- [Extract to read]:
1. A speech synthesizer for conducting a dialogue among a plurality of synthesized speakers, comprising:
a word dictionary storing information indicating characteristics of words;
a voice profile table storing at least one voice profile including information indicating characteristics of a synthesized voice, each of the plurality of synthesized speakers being assigned a voice profile stored in the voice profile table;
a text analyzer for receiving an input text to be spoken by one of the synthesized speakers and extracting words from the input text;
a speaker database storing feature data for different types of speakers and/or different speaking tones; and
a speech synthesis engine for referring to the voice profile table to obtain the voice profile of said one of the synthesized speakers, searching the speaker database to find feature data fitting the voice profile of said one of the synthesized speakers, and synthesizing speech from the input text according to the feature data found in the speaker database; wherein
one of the plurality of synthesized speakers is designated as a self speaker, each other one of the plurality of synthesized speakers is designated as a partner speaker, and the voice profile assigned to each partner speaker is initially derived from the voice profile assigned to the self speaker.

- [Exercise task 1]:
According to the speech synthesizer claim, what is the voice profile of each partner speaker initially derived from?
- [Exercise task 2]:
Name every component that the speech synthesizer claim says the synthesizer comprises.
- [Exercise task 3]:
Write the next part of the speech synthesizer claim, picking up after its last sentence.
The material has no connection to the speech synthesizer claim.

- [Material shown]:
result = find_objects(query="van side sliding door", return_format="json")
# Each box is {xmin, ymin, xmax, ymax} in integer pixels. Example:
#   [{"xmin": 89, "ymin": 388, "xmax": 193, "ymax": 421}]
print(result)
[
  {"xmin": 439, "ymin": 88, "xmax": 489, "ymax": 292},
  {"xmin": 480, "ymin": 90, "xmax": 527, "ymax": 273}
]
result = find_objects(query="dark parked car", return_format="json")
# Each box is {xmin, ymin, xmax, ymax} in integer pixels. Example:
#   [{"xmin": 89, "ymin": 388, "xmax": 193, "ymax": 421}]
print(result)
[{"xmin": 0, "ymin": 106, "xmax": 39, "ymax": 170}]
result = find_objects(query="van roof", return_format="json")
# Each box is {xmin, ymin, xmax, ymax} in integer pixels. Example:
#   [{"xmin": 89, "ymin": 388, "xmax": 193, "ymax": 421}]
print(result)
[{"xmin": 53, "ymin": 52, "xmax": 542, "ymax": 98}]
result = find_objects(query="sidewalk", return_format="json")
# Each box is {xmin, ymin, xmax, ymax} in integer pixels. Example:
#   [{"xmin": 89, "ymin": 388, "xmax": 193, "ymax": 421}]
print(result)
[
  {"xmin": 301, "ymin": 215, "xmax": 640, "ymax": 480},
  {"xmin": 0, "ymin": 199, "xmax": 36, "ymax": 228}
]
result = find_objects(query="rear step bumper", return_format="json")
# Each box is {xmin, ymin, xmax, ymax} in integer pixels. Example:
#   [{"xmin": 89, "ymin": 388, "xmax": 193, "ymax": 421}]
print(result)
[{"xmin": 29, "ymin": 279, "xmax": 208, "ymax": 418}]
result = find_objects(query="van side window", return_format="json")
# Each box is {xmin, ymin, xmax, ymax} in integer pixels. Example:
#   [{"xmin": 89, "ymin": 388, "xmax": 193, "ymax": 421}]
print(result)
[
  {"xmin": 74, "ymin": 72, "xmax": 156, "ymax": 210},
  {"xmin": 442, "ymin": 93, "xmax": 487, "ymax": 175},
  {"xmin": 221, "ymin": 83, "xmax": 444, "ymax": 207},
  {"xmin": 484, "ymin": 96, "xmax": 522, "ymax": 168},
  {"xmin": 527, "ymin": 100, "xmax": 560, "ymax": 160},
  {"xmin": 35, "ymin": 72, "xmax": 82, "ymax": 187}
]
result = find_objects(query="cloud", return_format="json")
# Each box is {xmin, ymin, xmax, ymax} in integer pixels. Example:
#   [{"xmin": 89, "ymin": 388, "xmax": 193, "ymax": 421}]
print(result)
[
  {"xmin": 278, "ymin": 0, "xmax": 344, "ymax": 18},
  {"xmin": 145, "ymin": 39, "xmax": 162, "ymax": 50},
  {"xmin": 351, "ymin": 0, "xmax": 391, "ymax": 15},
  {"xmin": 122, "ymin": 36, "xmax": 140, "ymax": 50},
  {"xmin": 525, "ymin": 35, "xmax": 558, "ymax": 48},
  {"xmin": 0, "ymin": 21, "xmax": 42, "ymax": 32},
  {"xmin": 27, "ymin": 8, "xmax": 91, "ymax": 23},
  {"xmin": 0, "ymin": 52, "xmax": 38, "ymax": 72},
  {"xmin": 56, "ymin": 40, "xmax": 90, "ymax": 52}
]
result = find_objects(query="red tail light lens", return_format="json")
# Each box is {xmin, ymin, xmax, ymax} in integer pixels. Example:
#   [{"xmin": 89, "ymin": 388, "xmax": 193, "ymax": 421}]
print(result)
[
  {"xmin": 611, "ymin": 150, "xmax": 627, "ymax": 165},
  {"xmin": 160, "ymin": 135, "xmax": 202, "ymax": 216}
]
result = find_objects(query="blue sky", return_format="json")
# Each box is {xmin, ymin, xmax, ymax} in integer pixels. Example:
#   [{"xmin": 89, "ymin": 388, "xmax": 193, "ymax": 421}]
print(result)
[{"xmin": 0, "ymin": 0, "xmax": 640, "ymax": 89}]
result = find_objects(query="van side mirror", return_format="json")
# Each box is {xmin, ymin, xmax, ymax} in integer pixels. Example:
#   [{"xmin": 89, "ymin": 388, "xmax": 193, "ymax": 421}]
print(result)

- [Expected answer 1]:
It is initially derived from the voice profile assigned to the self speaker.

- [Expected answer 2]:
A word dictionary, a voice profile table, a text analyzer, a speaker database, and a speech synthesis engine.

- [Expected answer 3]:
2. The speech synthesizer of claim 1, further comprising a profile manager for using the word dictionary and the words extracted by the text analyzer to update the voice profile assigned to said one of the synthesized speakers in the voice profile table automatically before the speech synthesis engine refers to the voice profile table to obtain the voice profile assigned to said one of the synthesized speakers.
3. The speech synthesizer of claim 2, wherein:
the voice profile table stores the information indicating the characteristics of the synthesized voice assigned to said one of the synthesized speakers as a first string of numbers expressing relative strengths of different characteristics; and
the profile manager uses the word dictionary and the words extracted by the text analyzer to obtain a second string of numbers summing to zero, and updates the voice profile table by adding the numbers in the second string to the numbers in the first string.
4. The speech synthesizer of claim 1, wherein the characteristics indicated by the information stored in the word dictionary and voice profile table are emotional characteristics.
5. The speech synthesizer of claim 4, wherein the emotional characteristics include ‘normal’, ‘happy’, ‘sad’, and ‘angry’.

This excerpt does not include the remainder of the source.